EXCERPT TO READ:
9.Adversarial Multi-task Learning for Text Classification (2017)

Abstract
Introduction
Recurrent Models for Text Classification
1. LSTM
2. Text Classification with LSTM
Multi-task Learning for Text Classification
1. Two Sharing Schemes for Sentence Modeling
2. Task-Specific Output Layer
Incorporating Adversarial Training
1. Adversarial Network
2. Task Adversarial Loss for MTL
3. Orthogonality Constraints
4. Put it all together

Abstract

Multi-task learning : focus on learning the shared layers to extract common and task-invariant features

BUT…prone to be contaminated by task-specific features..

This paper proposes an ADVERSARIAL multi-task learning framework!

alleviate the “shared” and “private” latent feature spaces from interfering with each other

1. Introduction

Multi-task learning

efficient approach to improve the performance of “single task” with the help of “other tasks”
however, modern methods attempts to divide the features of different tasks into private & shared, MERELY based on whether the params of some components should be shared!

(figure 1-a) Shared-Private model

2 feature spaces for any task
- (space 1) to store task-dependent features
- (space 2) to capture shared features
limitation :
- shared feature space could contain some unnecessary task-specific fatures
- sharable features could also be mixed in private space

To address this problem, propose ADVERSARIAL multi-task framework

shared & private feature spaces are inherently disjoint by introducing “orthogonality constraints”
Introduce 2 strategies
- 1) adversarial training : to ensure that the shared feature space simply contains common & task-invariation information
- 2) orthogonality constraints : to eliminate redundant features from the private & shared space

Contribution

1) divides task-specific & shared space in a more precise way
2) extend binary adversarial training to multi-class
3) condense the shared knowledge among multiple tasks

2. Recurrent Models for Text Classification

2-1. LSTM

\(\begin{aligned} \left[\begin{array}{c} \tilde{\mathbf{c}}_{t} \\ \mathbf{o}_{t} \\ \mathbf{i}_{t} \\ \mathbf{f}_{t} \end{array}\right] &=\left[\begin{array}{c} \tanh \\ \sigma \\ \sigma \\ \sigma \end{array}\right]\left(\mathbf{W}_{p}\left[\begin{array}{c} \mathbf{x}_{t} \\ \mathbf{h}_{t-1} \end{array}\right]+\mathbf{b}_{p}\right), \\ \mathbf{c}_{t} &=\tilde{\mathbf{c}}_{t} \odot \mathbf{i}_{t}+\mathbf{c}_{t-1} \odot \mathbf{f}_{t} \\ \mathbf{h}_{t} &=\mathbf{o}_{t} \odot \tanh \left(\mathbf{c}_{t}\right) \end{aligned}\).

RECORDS FOR PROCESSING:
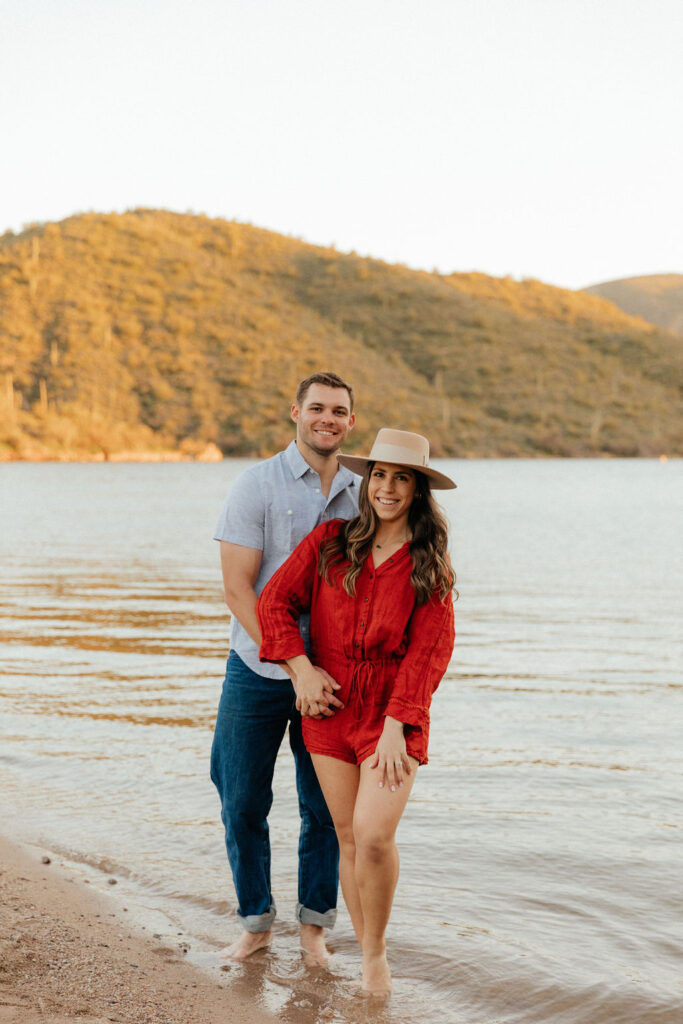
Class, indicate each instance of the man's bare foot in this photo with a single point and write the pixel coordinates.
==
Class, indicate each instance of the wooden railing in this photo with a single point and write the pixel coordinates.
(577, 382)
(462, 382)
---
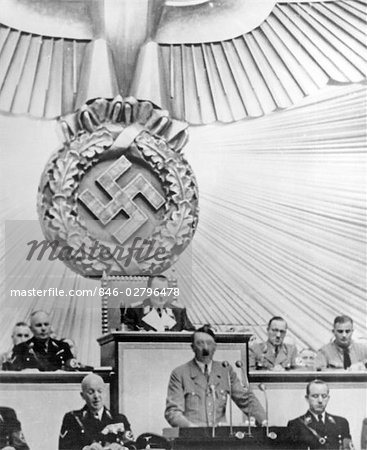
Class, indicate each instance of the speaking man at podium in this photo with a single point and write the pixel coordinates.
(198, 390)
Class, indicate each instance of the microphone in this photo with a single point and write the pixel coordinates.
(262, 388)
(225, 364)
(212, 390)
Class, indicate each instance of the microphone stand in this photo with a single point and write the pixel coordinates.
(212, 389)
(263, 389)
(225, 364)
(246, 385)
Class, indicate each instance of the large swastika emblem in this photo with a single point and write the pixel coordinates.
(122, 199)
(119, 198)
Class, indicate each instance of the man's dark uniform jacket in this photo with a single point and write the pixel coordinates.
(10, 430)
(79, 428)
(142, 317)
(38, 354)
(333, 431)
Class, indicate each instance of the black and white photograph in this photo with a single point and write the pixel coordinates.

EXERCISE REQUIREMENTS:
**a.** Answer these questions about the notes on adversarial multi-task learning, one answer per line:
(i) What are the two feature spaces that the Shared-Private model has for any task used for?
(ii) According to the notes, what do orthogonality constraints eliminate?
(iii) Which kind of adversarial training is extended to multi-class in the listed contributions?
**b.** From the rows, quote the lines from the one containing "Class, indicate each instance of the speaking" through the one containing "Class, indicate each instance of the black", both included.

CORRECT ANSWERS:
**a.**
(i) One space stores task-dependent features, and the other captures shared features.
(ii) Redundant features from the private and shared space.
(iii) Binary adversarial training.

**b.**
Class, indicate each instance of the speaking man at podium in this photo with a single point and write the pixel coordinates.
(198, 390)
Class, indicate each instance of the microphone in this photo with a single point and write the pixel coordinates.
(262, 388)
(225, 364)
(212, 390)
Class, indicate each instance of the microphone stand in this photo with a single point and write the pixel coordinates.
(212, 389)
(263, 389)
(225, 364)
(246, 385)
Class, indicate each instance of the large swastika emblem in this photo with a single point and write the pixel coordinates.
(122, 199)
(119, 198)
Class, indicate each instance of the man's dark uniform jacket in this photo with a single point and write the pixel coordinates.
(10, 430)
(79, 428)
(142, 317)
(38, 354)
(333, 431)
Class, indicate each instance of the black and white photograph in this photo with a single point and write the pixel coordinates.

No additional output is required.